What is required => Copy the records from the line containing "Definition first: for each instance of the white wall, the" through the line containing "[[28, 27], [33, 27], [4, 35], [5, 24], [64, 27]]", swapping "white wall" for "painted wall" and keeping everything else the same.

━━━━━━━━━━━━━━━━━━━━

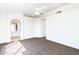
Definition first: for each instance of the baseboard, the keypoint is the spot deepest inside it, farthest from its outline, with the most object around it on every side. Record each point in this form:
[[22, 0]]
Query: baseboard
[[34, 37]]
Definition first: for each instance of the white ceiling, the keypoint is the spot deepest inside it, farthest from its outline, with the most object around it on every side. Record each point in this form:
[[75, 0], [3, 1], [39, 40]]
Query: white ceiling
[[28, 8]]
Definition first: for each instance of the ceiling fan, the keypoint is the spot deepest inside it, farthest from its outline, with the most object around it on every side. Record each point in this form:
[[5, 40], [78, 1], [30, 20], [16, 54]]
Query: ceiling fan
[[38, 12]]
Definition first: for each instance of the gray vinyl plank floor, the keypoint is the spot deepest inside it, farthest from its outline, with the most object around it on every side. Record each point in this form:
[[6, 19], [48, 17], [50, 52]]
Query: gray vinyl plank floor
[[36, 46]]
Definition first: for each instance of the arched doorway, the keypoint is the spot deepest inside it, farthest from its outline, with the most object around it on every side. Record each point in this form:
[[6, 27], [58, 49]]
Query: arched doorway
[[15, 30]]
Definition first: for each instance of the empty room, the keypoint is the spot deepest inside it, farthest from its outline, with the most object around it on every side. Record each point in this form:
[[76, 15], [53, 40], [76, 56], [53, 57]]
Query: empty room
[[39, 29]]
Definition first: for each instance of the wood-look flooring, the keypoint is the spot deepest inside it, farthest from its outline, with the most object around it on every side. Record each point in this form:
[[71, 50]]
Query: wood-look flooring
[[37, 46]]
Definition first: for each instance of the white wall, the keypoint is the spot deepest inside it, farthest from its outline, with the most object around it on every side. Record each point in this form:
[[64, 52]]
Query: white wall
[[28, 27], [33, 27], [4, 35], [5, 24], [64, 27]]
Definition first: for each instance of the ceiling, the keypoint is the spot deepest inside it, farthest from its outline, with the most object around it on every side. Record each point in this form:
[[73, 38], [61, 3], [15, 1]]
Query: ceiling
[[31, 9]]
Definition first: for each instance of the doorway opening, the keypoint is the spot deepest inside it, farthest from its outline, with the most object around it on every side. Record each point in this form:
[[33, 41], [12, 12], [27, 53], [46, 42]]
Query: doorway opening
[[15, 30]]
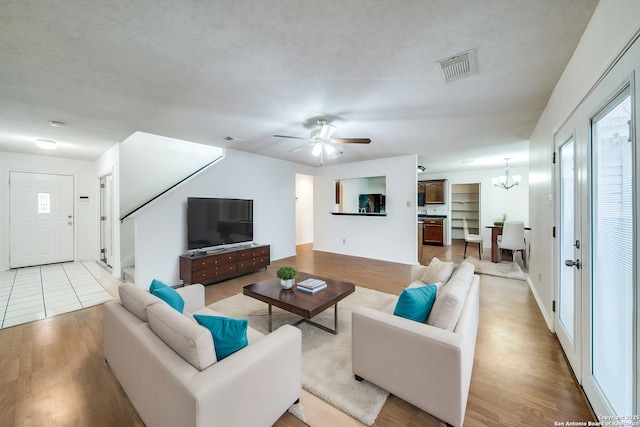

━━━━━━━━━━━━━━━━━━━━

Task result =>
Definition first: for each instance of the painted wall, the keypoint is the spot deepest inside it, farthest from its outline, with the most object around it on every side. Record each point in this form:
[[64, 52]]
Query: painted wall
[[28, 27], [33, 27], [4, 35], [5, 24], [64, 27]]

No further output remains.